----- Record list
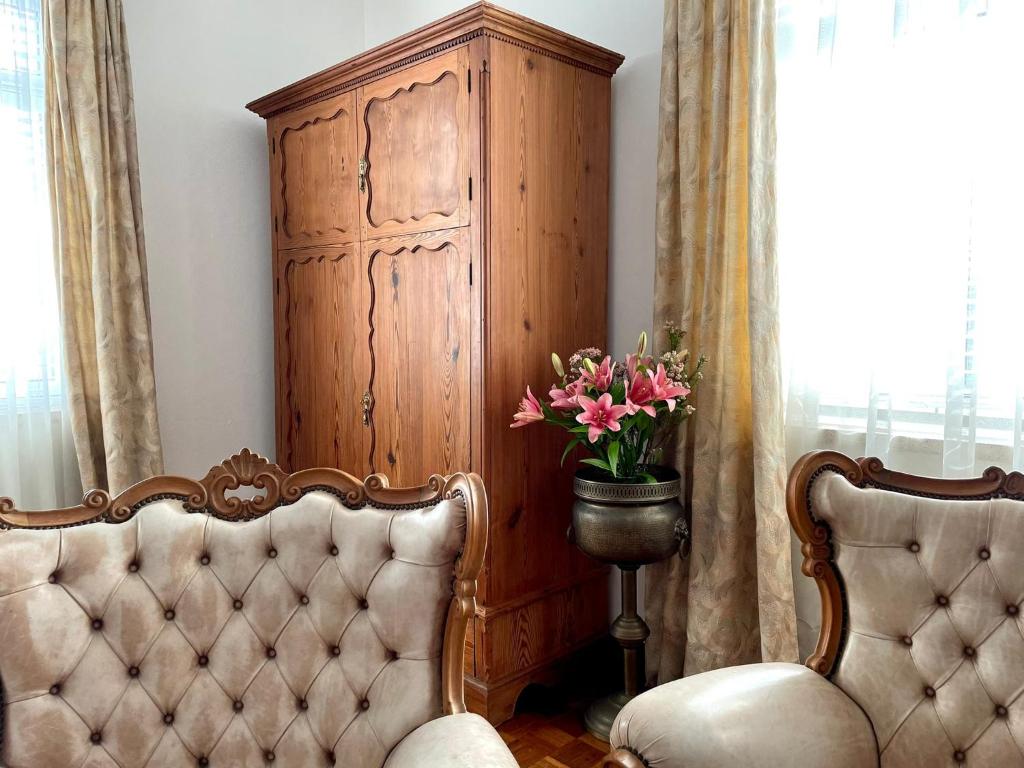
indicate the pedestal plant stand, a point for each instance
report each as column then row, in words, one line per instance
column 628, row 524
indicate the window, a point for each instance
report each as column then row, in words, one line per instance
column 900, row 169
column 37, row 462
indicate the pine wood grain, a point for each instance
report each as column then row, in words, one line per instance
column 419, row 341
column 414, row 136
column 313, row 167
column 323, row 361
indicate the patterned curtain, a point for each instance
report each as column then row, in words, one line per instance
column 731, row 601
column 97, row 235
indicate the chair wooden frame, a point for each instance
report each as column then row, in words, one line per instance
column 247, row 469
column 816, row 543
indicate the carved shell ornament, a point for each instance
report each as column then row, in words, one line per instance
column 270, row 485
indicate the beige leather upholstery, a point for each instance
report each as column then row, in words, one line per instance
column 310, row 636
column 454, row 741
column 756, row 716
column 934, row 650
column 930, row 654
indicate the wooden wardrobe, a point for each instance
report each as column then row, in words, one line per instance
column 440, row 225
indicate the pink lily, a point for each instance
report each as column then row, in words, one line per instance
column 665, row 388
column 600, row 415
column 565, row 399
column 529, row 411
column 601, row 378
column 641, row 396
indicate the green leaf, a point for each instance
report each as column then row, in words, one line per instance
column 568, row 450
column 613, row 458
column 599, row 463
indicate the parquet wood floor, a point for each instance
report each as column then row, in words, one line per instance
column 542, row 736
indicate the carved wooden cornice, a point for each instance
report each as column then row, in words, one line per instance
column 815, row 536
column 479, row 19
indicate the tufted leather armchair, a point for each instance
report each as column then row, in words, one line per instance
column 921, row 656
column 318, row 624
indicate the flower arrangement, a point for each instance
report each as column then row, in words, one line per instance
column 622, row 413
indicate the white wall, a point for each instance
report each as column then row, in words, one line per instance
column 633, row 29
column 204, row 170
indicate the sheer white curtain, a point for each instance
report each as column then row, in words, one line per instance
column 38, row 465
column 900, row 170
column 900, row 201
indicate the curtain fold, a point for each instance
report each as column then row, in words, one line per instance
column 38, row 466
column 731, row 601
column 100, row 253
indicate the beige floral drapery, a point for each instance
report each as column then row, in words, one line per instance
column 731, row 601
column 99, row 250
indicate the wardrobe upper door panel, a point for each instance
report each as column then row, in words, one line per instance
column 414, row 143
column 420, row 345
column 315, row 174
column 323, row 359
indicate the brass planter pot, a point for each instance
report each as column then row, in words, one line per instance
column 629, row 525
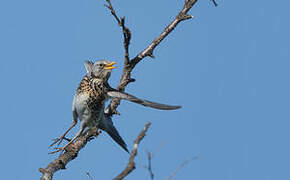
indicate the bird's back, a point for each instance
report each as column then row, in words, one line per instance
column 90, row 99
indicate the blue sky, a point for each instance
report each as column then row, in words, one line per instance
column 228, row 67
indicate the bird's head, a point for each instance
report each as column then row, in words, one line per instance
column 100, row 69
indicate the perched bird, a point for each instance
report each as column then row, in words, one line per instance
column 89, row 102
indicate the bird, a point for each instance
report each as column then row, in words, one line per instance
column 89, row 103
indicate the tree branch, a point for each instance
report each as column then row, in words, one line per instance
column 129, row 65
column 149, row 168
column 70, row 154
column 131, row 164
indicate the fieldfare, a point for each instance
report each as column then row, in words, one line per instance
column 89, row 102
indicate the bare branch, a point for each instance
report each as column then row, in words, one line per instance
column 70, row 154
column 90, row 177
column 148, row 51
column 149, row 167
column 215, row 4
column 181, row 166
column 131, row 164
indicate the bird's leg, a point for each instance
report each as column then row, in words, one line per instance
column 71, row 141
column 59, row 140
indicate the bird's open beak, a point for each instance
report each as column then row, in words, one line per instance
column 110, row 66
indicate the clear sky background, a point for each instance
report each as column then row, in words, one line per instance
column 228, row 67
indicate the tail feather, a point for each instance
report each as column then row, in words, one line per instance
column 108, row 126
column 129, row 97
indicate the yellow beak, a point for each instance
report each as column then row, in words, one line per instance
column 110, row 66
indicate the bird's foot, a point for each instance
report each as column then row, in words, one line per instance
column 59, row 140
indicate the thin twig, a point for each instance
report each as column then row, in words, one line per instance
column 70, row 154
column 173, row 174
column 131, row 164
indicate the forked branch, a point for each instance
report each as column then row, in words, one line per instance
column 129, row 65
column 70, row 154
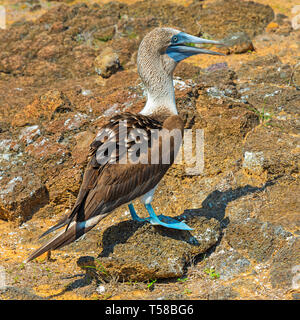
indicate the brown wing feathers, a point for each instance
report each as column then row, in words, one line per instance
column 106, row 186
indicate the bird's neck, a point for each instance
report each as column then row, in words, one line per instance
column 159, row 89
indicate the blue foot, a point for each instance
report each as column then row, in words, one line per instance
column 165, row 221
column 162, row 220
column 134, row 216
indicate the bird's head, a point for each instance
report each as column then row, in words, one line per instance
column 170, row 46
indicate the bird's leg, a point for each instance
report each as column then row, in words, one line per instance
column 133, row 213
column 164, row 220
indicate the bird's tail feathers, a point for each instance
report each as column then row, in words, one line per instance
column 64, row 237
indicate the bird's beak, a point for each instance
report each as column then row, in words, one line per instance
column 182, row 49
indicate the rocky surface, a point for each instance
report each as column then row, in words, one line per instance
column 243, row 204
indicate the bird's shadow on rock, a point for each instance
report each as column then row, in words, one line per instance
column 213, row 206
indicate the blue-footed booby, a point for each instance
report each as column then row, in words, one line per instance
column 109, row 180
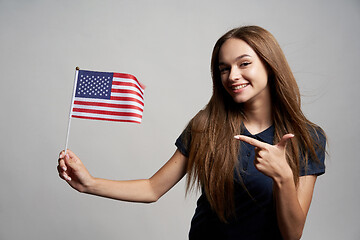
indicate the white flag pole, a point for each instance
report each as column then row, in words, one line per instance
column 71, row 107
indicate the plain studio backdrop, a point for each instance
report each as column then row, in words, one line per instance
column 167, row 45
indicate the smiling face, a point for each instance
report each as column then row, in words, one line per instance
column 243, row 74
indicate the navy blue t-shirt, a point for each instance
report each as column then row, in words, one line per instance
column 256, row 213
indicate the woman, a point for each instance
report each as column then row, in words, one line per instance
column 257, row 188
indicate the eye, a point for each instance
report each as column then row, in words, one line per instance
column 224, row 70
column 244, row 64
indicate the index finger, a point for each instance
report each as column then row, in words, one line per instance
column 251, row 141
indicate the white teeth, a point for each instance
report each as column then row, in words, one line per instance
column 239, row 86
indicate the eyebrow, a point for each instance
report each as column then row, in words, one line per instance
column 236, row 59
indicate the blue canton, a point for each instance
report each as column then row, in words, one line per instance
column 94, row 84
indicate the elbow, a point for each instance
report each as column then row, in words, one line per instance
column 153, row 198
column 294, row 235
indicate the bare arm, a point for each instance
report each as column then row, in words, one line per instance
column 292, row 205
column 72, row 170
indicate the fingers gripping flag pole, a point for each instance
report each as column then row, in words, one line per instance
column 106, row 96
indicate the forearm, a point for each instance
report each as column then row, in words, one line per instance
column 130, row 190
column 291, row 217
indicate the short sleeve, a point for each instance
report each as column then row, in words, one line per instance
column 183, row 141
column 313, row 166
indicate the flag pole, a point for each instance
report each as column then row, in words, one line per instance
column 71, row 107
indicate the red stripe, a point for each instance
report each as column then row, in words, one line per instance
column 126, row 91
column 126, row 75
column 113, row 105
column 128, row 84
column 112, row 113
column 105, row 119
column 126, row 99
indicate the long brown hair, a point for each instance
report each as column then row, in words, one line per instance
column 213, row 155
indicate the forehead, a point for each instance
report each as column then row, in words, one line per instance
column 234, row 48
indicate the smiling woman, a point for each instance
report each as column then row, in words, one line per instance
column 258, row 188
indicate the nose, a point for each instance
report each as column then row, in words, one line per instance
column 234, row 74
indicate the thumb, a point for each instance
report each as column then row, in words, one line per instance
column 284, row 140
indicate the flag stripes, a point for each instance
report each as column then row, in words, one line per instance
column 124, row 103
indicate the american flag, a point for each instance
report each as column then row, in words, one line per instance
column 108, row 96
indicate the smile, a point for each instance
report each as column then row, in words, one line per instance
column 239, row 86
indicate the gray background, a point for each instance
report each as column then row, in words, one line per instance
column 167, row 46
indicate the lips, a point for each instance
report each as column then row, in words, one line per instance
column 239, row 86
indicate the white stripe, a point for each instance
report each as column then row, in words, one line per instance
column 127, row 88
column 127, row 95
column 108, row 109
column 106, row 116
column 128, row 80
column 109, row 101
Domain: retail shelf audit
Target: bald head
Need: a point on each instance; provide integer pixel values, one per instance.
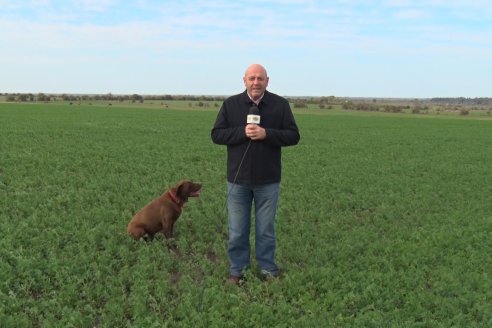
(255, 80)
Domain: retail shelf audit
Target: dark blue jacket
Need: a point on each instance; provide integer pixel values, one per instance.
(262, 163)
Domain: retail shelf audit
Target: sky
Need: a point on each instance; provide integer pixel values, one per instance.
(342, 48)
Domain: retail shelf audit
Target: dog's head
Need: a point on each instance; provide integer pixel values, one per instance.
(185, 189)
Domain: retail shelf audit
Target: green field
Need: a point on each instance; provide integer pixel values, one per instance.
(384, 221)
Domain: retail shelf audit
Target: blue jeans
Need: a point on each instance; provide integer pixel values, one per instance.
(239, 203)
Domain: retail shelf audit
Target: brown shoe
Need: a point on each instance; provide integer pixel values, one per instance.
(233, 280)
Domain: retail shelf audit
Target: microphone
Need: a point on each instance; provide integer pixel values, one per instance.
(254, 115)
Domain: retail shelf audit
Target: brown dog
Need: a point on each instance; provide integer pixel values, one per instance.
(162, 213)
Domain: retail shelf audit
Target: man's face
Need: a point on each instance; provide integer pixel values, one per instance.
(255, 81)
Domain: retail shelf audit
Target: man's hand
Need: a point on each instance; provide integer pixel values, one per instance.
(255, 132)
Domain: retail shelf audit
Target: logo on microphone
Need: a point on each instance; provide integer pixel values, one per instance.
(253, 116)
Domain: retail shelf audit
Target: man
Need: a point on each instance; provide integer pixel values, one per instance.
(253, 169)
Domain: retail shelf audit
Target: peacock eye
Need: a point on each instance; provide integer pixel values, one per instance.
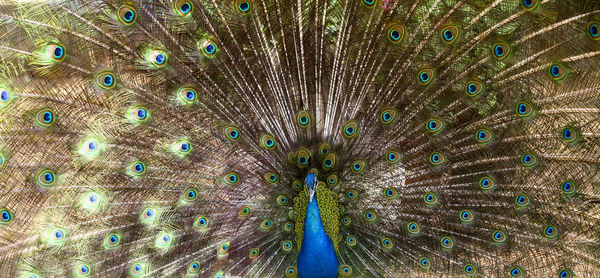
(396, 33)
(105, 80)
(183, 7)
(208, 48)
(450, 34)
(426, 76)
(45, 117)
(243, 6)
(126, 14)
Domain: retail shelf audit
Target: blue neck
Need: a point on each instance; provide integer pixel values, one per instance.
(317, 258)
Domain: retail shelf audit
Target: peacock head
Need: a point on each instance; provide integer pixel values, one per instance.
(311, 185)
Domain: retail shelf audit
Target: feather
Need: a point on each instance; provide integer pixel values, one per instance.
(350, 138)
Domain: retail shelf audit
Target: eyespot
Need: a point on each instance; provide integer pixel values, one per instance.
(45, 117)
(201, 222)
(470, 269)
(82, 270)
(592, 30)
(56, 52)
(569, 188)
(484, 135)
(231, 178)
(126, 14)
(253, 253)
(425, 76)
(516, 271)
(56, 236)
(267, 141)
(350, 129)
(395, 33)
(286, 245)
(231, 132)
(500, 50)
(565, 273)
(137, 269)
(387, 243)
(303, 118)
(106, 80)
(297, 185)
(529, 4)
(148, 215)
(187, 95)
(447, 242)
(431, 199)
(329, 161)
(434, 125)
(245, 211)
(351, 241)
(413, 228)
(369, 3)
(569, 135)
(390, 193)
(282, 200)
(112, 240)
(346, 270)
(358, 166)
(425, 263)
(183, 7)
(243, 6)
(450, 34)
(6, 216)
(436, 158)
(266, 224)
(388, 115)
(303, 157)
(45, 178)
(163, 240)
(369, 215)
(324, 149)
(223, 248)
(522, 201)
(499, 236)
(288, 227)
(5, 96)
(466, 216)
(474, 88)
(193, 267)
(190, 194)
(557, 71)
(291, 272)
(158, 58)
(183, 147)
(139, 114)
(529, 159)
(551, 232)
(352, 194)
(136, 168)
(346, 220)
(208, 48)
(271, 177)
(487, 183)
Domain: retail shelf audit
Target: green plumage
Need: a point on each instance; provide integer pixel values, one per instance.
(167, 138)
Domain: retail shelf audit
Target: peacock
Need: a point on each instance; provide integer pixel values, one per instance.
(307, 138)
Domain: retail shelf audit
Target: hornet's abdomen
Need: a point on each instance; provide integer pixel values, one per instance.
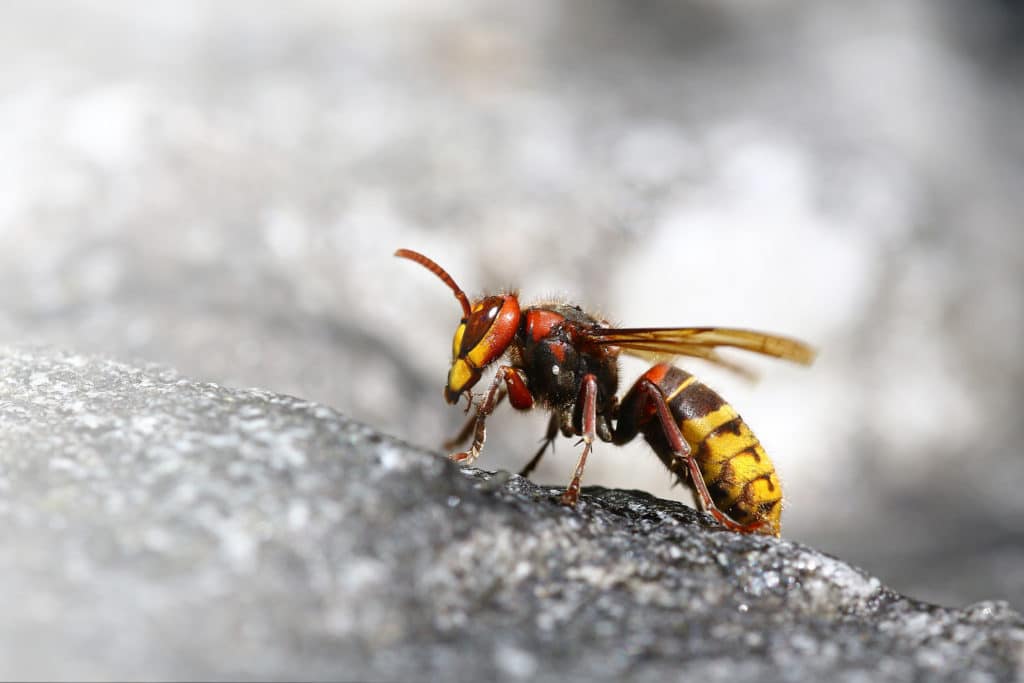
----------
## Instructions to follow:
Retype the records between the lines holding "indicate the eyebrow, a" and "column 258, row 188", inclusive, and nothing else.

## Answer to this problem:
indicate the eyebrow, a point for each instance
report each as column then row, in words, one line per instance
column 236, row 59
indicate the blue canton, a point for each instance
report each as column then row, in words, one line per instance
column 94, row 84
indicate the elbow, a point for each instance
report each as column then row, in words, one line per instance
column 153, row 198
column 294, row 235
indicate the bare arm, a point for each instance
report each as column then row, in words, one line per instance
column 292, row 205
column 72, row 170
indicate the fingers gripping flag pole, a point for each instance
report each as column then row, in words, one line per instance
column 106, row 96
indicate the forearm, a point for each instance
report each as column then row, in words, one line per instance
column 130, row 190
column 291, row 217
indicate the short sleeve, a point for each instance
report each as column then row, in words, one line per instance
column 183, row 141
column 313, row 166
indicate the flag pole, a point for each instance
report each as column then row, in words, one line per instance
column 71, row 107
indicate the red stripe, a point for each instance
report each as column then row, in words, one line per instance
column 126, row 91
column 126, row 75
column 113, row 105
column 128, row 84
column 112, row 113
column 105, row 119
column 126, row 99
indicate the long brown hair, a point for each instance
report each as column then row, in words, one line per instance
column 213, row 155
indicate the forehead, a point for each instance
report each as column then row, in words, one line per instance
column 234, row 48
indicate the smiling woman, a point for each instance
report each as column then row, in words, one line per instance
column 258, row 188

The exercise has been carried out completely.